◆ **SOURCE DOCUMENT**
The vermilion rockfish - called "red snapper" on California party boats even though it is not a true snapper at all - is one of the most striking and sought-after members of the West Coast rockfish family, a brilliant orange-red reef fish that lives deep on rocky pinnacles and reefs from Baja to British Columbia. Rockfishing for vermilion is classic Pacific bottom fishing: drop a baited rig or a heavy jig straight down to hard structure in anywhere from sixty to several hundred feet of water, feel the bottom, and hang on when a thick red fish loads the rod. They are a staple of the deepwater "rockcod" trip, often caught alongside coppers, chinas, gophers, and other rockfish, and prized above most of them for both their good size and their excellent firm white fillets. Because they are pulled up from depth, they almost always suffer barotrauma, which makes a descending device essential gear for releasing any fish you cannot or do not keep. For anglers who love straightforward, productive bottom fishing over Pacific reefs, the vermilion is a bright, brawny, and delicious centerpiece of the West Coast groundfish scene.

◆ **DATASET RECORDS**
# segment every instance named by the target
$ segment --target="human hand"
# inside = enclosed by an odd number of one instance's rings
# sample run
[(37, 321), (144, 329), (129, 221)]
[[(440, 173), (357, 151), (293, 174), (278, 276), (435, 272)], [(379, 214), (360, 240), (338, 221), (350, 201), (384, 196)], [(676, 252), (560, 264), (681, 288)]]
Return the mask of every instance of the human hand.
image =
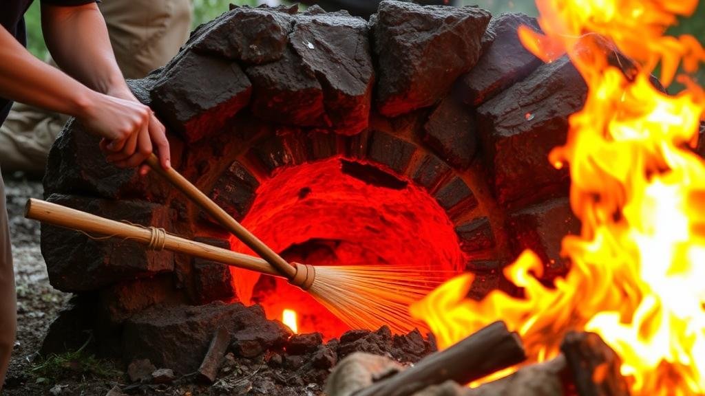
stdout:
[[(171, 167), (166, 128), (154, 112), (126, 87), (109, 94), (94, 92), (78, 117), (89, 131), (103, 137), (100, 149), (106, 159), (121, 168), (132, 168), (142, 164), (156, 147), (161, 166)], [(140, 166), (141, 175), (148, 171), (148, 166)]]

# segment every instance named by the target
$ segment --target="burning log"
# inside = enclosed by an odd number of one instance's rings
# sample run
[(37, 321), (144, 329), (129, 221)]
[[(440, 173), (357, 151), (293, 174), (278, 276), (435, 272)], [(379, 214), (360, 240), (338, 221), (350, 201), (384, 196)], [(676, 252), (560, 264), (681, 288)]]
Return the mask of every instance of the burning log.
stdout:
[[(422, 359), (415, 366), (388, 376), (354, 394), (355, 396), (410, 395), (449, 380), (467, 383), (525, 359), (524, 347), (519, 336), (509, 331), (503, 322), (495, 322), (448, 349)], [(331, 382), (335, 382), (335, 376), (331, 377)], [(329, 395), (339, 395), (352, 393), (349, 390), (335, 392), (331, 389), (328, 392)]]
[(206, 356), (203, 358), (201, 366), (198, 368), (198, 379), (200, 380), (208, 383), (215, 382), (218, 371), (223, 362), (223, 357), (225, 356), (229, 344), (230, 333), (228, 333), (227, 330), (219, 328), (213, 336), (213, 340), (211, 340), (211, 345), (208, 347), (208, 352), (206, 352)]
[(569, 333), (560, 349), (580, 396), (629, 396), (627, 382), (620, 372), (621, 360), (599, 335)]

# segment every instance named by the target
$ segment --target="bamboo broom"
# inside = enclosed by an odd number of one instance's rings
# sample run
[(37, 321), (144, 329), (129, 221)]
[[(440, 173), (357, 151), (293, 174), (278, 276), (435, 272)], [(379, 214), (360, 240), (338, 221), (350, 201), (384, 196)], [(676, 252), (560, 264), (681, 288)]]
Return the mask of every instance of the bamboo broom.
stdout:
[[(61, 205), (30, 199), (25, 217), (66, 228), (134, 240), (155, 250), (166, 249), (228, 266), (286, 278), (266, 261), (143, 228), (106, 219)], [(387, 325), (396, 333), (415, 328), (408, 307), (439, 285), (445, 277), (411, 266), (318, 266), (306, 290), (352, 328), (376, 329)]]

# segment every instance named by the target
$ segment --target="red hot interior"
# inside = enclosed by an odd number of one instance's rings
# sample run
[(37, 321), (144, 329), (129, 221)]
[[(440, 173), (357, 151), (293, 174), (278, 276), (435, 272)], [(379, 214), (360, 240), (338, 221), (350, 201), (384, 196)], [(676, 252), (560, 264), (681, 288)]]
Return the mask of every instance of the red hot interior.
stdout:
[[(411, 264), (436, 274), (460, 271), (464, 264), (452, 222), (425, 190), (379, 166), (341, 157), (277, 170), (260, 184), (242, 223), (290, 262)], [(252, 254), (234, 237), (231, 246)], [(299, 333), (329, 338), (349, 330), (286, 280), (231, 271), (240, 299), (262, 304), (269, 318), (281, 320), (283, 310), (291, 309)]]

◆ **TO-DO LIST**
a: In the passage on vermilion rockfish, what name is the fish given on California party boats?
b: List the other rockfish that the passage on vermilion rockfish names as often caught alongside the vermilion.
The rows are separate material from the passage on vermilion rockfish.

◆ **FINAL ANSWERS**
a: Red snapper.

b: Coppers, chinas, and gophers.